■ **PROBLEMS TO WORK ON**
(a) From the article on the proposed Atlantic Avenue transitional home, list everything the organization provides to people during their stay.
(b) In the article on the proposed Atlantic Avenue transitional home, rewrite the part that opens with the words containing "The biggest concern" and closes with "calm the crowd.", replacing "crowd" with "audience".
** TEXT SHOWN follows **
Residents were totally against the proposed 100-32 Atlantic Ave. transitional home, just 250 feet away from the High School for Construction, Trades, Engineering and Architecture, saying the quality of life would drop and threatened the safety of the children.
The proposed transitional home would be run by the non-profit Breaking Grounds, which has several locations in all five boroughs. Breaking Grounds is a street outreach program that provides supportive temporary housing to the homeless while helping them find permanent housing. During their stay, the organization provides them with food, medical care and a place to sleep.
The panel of workers from the city Department of Homeless Services and Breaking Grounds tried to have an open conversation with residents but were constantly interrupted by jeers and chants saying “Put the shelter by your house!” and “Liar” most of the time they spoke. The frustrated crowd of about 150 people would randomly start yelling and groaning incoherently anytime something was said that was not agreed upon.
Wills acted more like a referee than a host, having to remind the crowd to allow the panel to finish answering questions at least 25 times throughout the night. Toward the end of the night Wills and the panel appeared to give up trying to have a civil conversation.
The biggest concern about the shelter was its proximity to the high school and the threat of sex offenders. DHS reassured residents that any possible sex offenders would be screened, but that was not enough to calm the crowd.
** End of TEXT SHOWN **
** EXCERPTED DATA follows **
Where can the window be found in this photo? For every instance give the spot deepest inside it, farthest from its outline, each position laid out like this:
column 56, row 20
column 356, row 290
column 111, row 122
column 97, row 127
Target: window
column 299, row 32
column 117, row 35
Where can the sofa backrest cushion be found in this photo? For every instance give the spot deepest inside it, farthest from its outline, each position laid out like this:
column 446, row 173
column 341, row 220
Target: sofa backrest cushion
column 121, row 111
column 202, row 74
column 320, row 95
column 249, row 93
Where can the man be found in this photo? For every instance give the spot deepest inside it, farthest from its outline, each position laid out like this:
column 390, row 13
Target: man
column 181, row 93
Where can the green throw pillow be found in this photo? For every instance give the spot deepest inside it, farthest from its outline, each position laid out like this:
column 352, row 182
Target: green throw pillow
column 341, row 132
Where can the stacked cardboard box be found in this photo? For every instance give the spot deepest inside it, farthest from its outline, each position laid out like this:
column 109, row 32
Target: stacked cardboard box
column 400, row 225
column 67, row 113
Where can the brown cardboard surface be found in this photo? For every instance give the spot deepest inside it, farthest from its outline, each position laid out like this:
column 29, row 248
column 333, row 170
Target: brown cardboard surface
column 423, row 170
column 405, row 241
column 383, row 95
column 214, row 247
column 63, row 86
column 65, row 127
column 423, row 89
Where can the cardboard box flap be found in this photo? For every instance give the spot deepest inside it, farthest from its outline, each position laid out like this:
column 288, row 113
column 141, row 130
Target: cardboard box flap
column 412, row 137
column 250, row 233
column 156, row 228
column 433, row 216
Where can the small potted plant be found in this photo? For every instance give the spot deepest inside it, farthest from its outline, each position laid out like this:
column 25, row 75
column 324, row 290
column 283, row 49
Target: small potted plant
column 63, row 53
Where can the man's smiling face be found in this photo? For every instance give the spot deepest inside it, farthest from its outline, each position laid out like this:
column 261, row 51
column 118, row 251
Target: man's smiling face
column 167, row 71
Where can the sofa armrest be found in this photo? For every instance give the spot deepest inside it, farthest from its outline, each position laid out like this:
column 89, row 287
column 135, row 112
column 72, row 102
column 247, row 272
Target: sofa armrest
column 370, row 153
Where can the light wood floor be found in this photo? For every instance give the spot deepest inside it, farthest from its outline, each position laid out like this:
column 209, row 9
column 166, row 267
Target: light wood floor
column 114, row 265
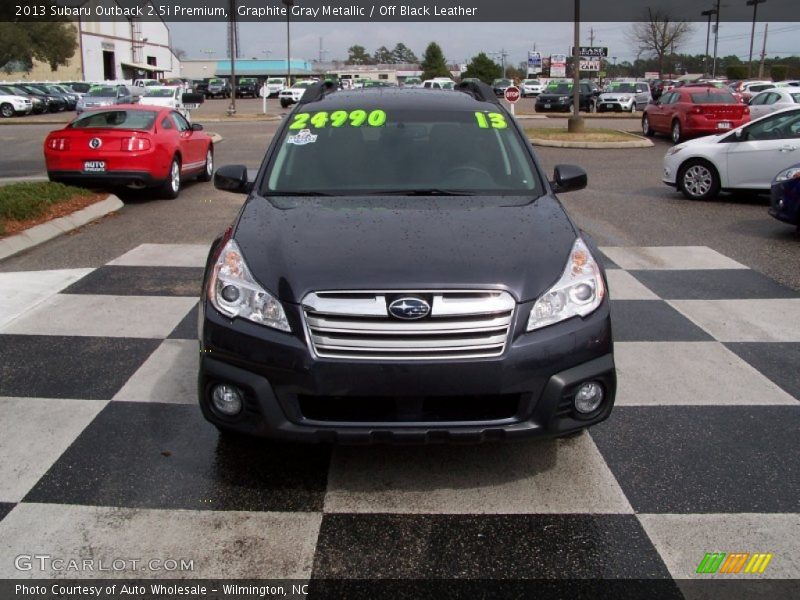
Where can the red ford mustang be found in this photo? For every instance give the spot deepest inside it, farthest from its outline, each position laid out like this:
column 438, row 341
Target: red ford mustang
** End of EXCERPTED DATA **
■ **ANSWERS IN ORDER**
(a) food, medical care, a place to sleep

(b)
The biggest concern about the shelter was its proximity to the high school and the threat of sex offenders. DHS reassured residents that any possible sex offenders would be screened, but that was not enough to calm the audience.